* [ISTRUZIONI ESERCIZIO]:
Puoi restituire tutti i record qui sotto come lista JSON di stringhe, una per ogni riga? Salta le righe vuote e lascia fuori le immagini.

=====

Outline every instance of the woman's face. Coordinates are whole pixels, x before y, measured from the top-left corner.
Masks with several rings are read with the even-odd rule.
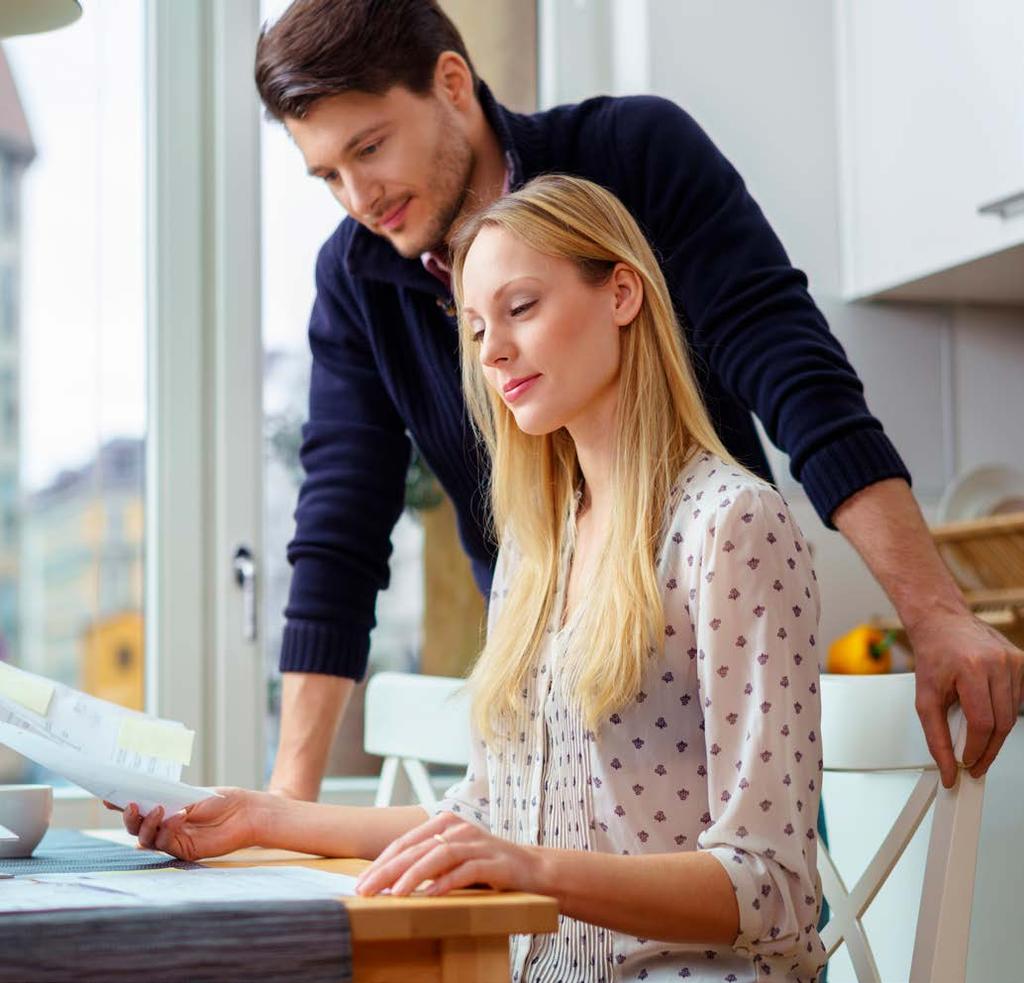
[[[466,256],[463,311],[488,385],[525,433],[611,422],[620,331],[636,317],[640,280],[625,264],[584,282],[567,259],[484,226]]]

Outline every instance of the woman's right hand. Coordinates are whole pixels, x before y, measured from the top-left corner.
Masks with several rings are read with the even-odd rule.
[[[259,843],[258,817],[286,804],[279,796],[247,788],[216,788],[204,799],[165,818],[158,806],[142,816],[131,803],[123,813],[125,828],[139,846],[163,850],[181,860],[219,857]]]

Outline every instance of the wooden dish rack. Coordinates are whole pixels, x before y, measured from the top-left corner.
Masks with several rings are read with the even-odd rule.
[[[934,525],[931,533],[971,610],[1024,648],[1024,512]],[[909,648],[899,622],[879,627]]]

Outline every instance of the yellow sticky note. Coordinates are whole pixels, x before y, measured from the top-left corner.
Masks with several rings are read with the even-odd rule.
[[[45,717],[53,698],[53,683],[0,663],[0,696],[6,696],[26,710]]]
[[[191,761],[196,731],[174,727],[159,720],[126,717],[118,731],[118,746],[140,755],[152,755],[164,761],[187,765]]]

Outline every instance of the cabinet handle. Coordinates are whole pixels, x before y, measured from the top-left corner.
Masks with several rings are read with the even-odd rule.
[[[1007,195],[978,206],[979,215],[998,215],[999,218],[1013,218],[1021,212],[1024,212],[1024,191]]]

=====

* [RISULTATO ESERCIZIO]:
[
  "Outline every instance of the woman's face. Coordinates are whole pixels, x before y, measured from the top-left corner.",
  "Masks with several rings are read with the even-odd rule.",
  "[[[466,256],[463,311],[488,385],[525,433],[611,422],[620,331],[636,317],[640,280],[625,264],[584,282],[567,259],[484,226]]]",
  "Outline every instance of the woman's right hand. Coordinates are whole pixels, x before y, measured from the top-left corner.",
  "Masks with several rings are read with the even-odd rule.",
  "[[[259,843],[258,817],[286,804],[279,796],[247,788],[216,788],[204,799],[165,818],[158,806],[142,816],[131,803],[123,813],[125,828],[139,846],[163,850],[181,860],[219,857]]]",
  "Outline every instance of the wooden dish rack. Coordinates are whole pixels, x before y, measured from the top-left corner.",
  "Masks with several rings are read with the even-odd rule.",
  "[[[934,525],[931,533],[971,610],[1024,648],[1024,512]],[[909,648],[899,622],[879,627]]]",
  "Outline every instance of the yellow sticky note. Coordinates are whole pixels, x before y, measured from the top-left corner.",
  "Masks with several rings are read with the even-odd rule.",
  "[[[45,717],[53,698],[53,683],[0,663],[0,696],[6,696],[26,710]]]",
  "[[[191,761],[196,731],[174,727],[159,720],[126,717],[118,731],[118,746],[140,755],[152,755],[164,761],[187,765]]]",
  "Outline every instance of the cabinet handle. Coordinates are whole pixels, x before y, measured from the top-left corner.",
  "Masks with several rings are read with the even-odd rule.",
  "[[[1007,195],[978,206],[979,215],[998,215],[999,218],[1013,218],[1021,212],[1024,212],[1024,191]]]"
]